> [What to produce] Below are the records; give again exactly the line with "Objective — for every instance of the race", the line with "Objective — for every instance of the rear", and each line that lies between them, and nothing besides.

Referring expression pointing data
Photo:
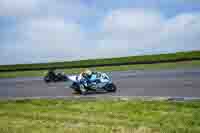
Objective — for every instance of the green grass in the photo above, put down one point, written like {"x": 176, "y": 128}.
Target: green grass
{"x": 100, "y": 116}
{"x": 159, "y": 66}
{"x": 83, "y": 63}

--

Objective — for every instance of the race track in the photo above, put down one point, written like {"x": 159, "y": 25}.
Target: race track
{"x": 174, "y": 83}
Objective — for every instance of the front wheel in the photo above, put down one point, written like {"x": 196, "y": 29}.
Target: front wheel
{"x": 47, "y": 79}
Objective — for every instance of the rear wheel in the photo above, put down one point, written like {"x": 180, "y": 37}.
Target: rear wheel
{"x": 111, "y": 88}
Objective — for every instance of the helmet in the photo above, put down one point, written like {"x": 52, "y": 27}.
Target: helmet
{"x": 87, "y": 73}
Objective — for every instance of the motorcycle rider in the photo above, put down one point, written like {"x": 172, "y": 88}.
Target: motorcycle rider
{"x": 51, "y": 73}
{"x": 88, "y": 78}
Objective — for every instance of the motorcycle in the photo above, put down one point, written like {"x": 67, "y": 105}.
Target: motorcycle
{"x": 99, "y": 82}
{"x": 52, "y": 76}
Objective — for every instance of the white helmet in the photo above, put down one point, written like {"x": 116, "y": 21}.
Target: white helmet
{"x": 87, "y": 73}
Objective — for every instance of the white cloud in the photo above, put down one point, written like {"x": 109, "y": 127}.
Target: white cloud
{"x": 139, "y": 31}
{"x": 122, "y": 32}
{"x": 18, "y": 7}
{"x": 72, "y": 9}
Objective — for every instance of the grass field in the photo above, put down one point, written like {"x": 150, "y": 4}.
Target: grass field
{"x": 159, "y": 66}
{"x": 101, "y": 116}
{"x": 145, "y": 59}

> [Response to the task]
Objective — for every instance of the race track in the photo above, put down one point, written like {"x": 159, "y": 25}.
Target: race track
{"x": 174, "y": 83}
Objective — for every instance of the front wheel in the photo above, put down one point, written like {"x": 196, "y": 29}.
Target: front wheel
{"x": 47, "y": 79}
Objective — for every instance of the rear wheel in the photo above, put down one point, written like {"x": 180, "y": 37}.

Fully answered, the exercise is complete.